- APPLY WHAT YOU READ
A - According to the article on yoga and arthritis, by what means is yoga's balanced mixture of complete relaxation and meditation mostly achieved? Answer in one to three sentences.
B - Continue the article on yoga and arthritis, beginning after its final sentence.

A new study brings evidence that yoga practices can improve osteoarthritis and rheumatoid arthritis symptoms. According to CDC statistics, about 52 million people in the United States suffer from arthritis.
Yoga is a practice that involves your mind and body in a balanced mixture of complete relaxation and meditation, mostly achieved through breathing and stretching exercises. The study found that other than helping reducing anxiety and depression, yoga could be associated with a much larger number of health benefits. One study from last year proved that 90 seconds of yoga could fix the spine curvature of scoliosis patients. Moreover, another recent study found that yoga practices improve the health of patients suffering from breast cancer.
According to Susan Bartlett, yoga could be used as complementary therapy for about any medical condition. This form of therapy is becoming increasingly popular in the United States right now. As we speak, almost 10% of the American population is practicing yoga in order to improve their overall health. What professor Bartlett and her colleagues wanted to find out is whether yoga has any direct benefit for arthritis patients.
The study involved 75 adults suffering from arthritis (both osteoarthritis and rheumatoid arthritis). The patients were assigned to participate in 1 hour long yoga sessions for eight weeks. These patients were also asked to perform yoga at home once in a while during this period. Two months after, it was found that they all experienced 22% improvement in their mood and energy levels, as well as less pain than before. The good news is that the improvements didn’t disappear after nine months.

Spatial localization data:
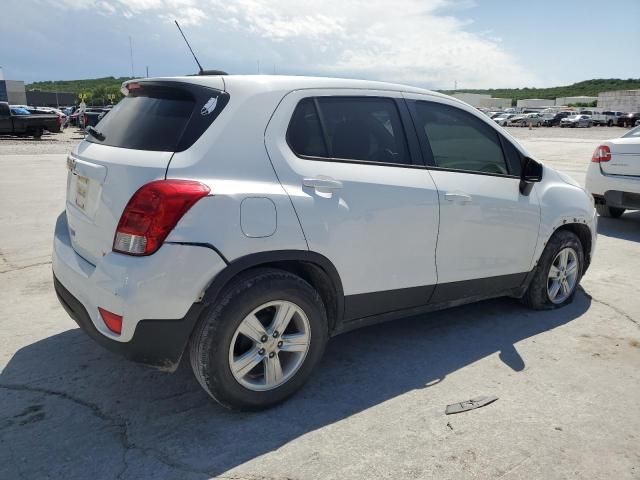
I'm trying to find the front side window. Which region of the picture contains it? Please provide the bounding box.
[414,101,509,175]
[287,97,411,164]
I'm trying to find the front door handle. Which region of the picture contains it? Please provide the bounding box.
[302,177,342,191]
[444,192,473,203]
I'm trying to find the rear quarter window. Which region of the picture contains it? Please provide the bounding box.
[87,82,229,152]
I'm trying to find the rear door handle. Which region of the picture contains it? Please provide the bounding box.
[444,192,473,203]
[302,177,342,191]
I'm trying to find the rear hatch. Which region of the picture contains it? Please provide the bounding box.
[66,77,228,265]
[600,137,640,177]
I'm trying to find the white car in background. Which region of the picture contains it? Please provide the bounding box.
[560,115,592,128]
[52,75,596,409]
[492,113,516,127]
[587,127,640,218]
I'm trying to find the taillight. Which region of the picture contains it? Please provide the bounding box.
[591,145,611,163]
[113,180,211,255]
[98,307,122,335]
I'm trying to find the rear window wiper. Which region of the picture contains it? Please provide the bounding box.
[86,127,106,142]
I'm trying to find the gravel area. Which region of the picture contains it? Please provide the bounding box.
[0,127,84,155]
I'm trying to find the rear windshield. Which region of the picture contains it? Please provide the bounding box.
[87,82,229,152]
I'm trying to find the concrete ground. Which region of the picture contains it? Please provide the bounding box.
[0,128,640,480]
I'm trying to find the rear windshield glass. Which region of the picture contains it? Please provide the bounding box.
[87,83,228,152]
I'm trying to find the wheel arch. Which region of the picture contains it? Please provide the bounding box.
[202,250,344,334]
[549,223,593,273]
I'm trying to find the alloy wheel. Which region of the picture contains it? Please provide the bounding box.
[229,300,311,391]
[547,247,580,304]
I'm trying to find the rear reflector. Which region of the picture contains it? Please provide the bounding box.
[591,145,611,163]
[98,307,122,335]
[113,180,211,255]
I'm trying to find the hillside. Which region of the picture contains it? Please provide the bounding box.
[440,78,640,100]
[26,77,640,101]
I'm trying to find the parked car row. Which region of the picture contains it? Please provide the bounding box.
[0,102,113,138]
[485,109,640,128]
[0,102,61,138]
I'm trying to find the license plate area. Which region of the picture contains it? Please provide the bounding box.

- RESPONSES TO THE TASKS
A - It is mostly achieved through breathing and stretching exercises.

B -
The author of the study – Susan Bartlett, professor at the Johns Hopkins University School of Medicine in Baltimore, along with a team of researchers published their findings in the Journal of Rheumatology.
Currently, there is no known cure for arthritis, but physiotherapists have long been suggesting that physical activity might alleviate some of the symptoms of the disease to a great extent. The Centers for Disease Control and Prevention encourage arthritis sufferers to engage in aerobic practices for at least 2 hours every week. However, Bartlett and her colleagues found that about 90% of arthritis patients cannot perform aerobics, due to the pain and general stiffness caused by the condition.
Bartlett’s study found that yoga practices can be much more helpful to alleviating symptoms of arthritis than other physical activities, because it combines such activities with extremely effective muscle relaxation techniques. Yoga is one of the few practices that allows even arthritis patients to perform it well.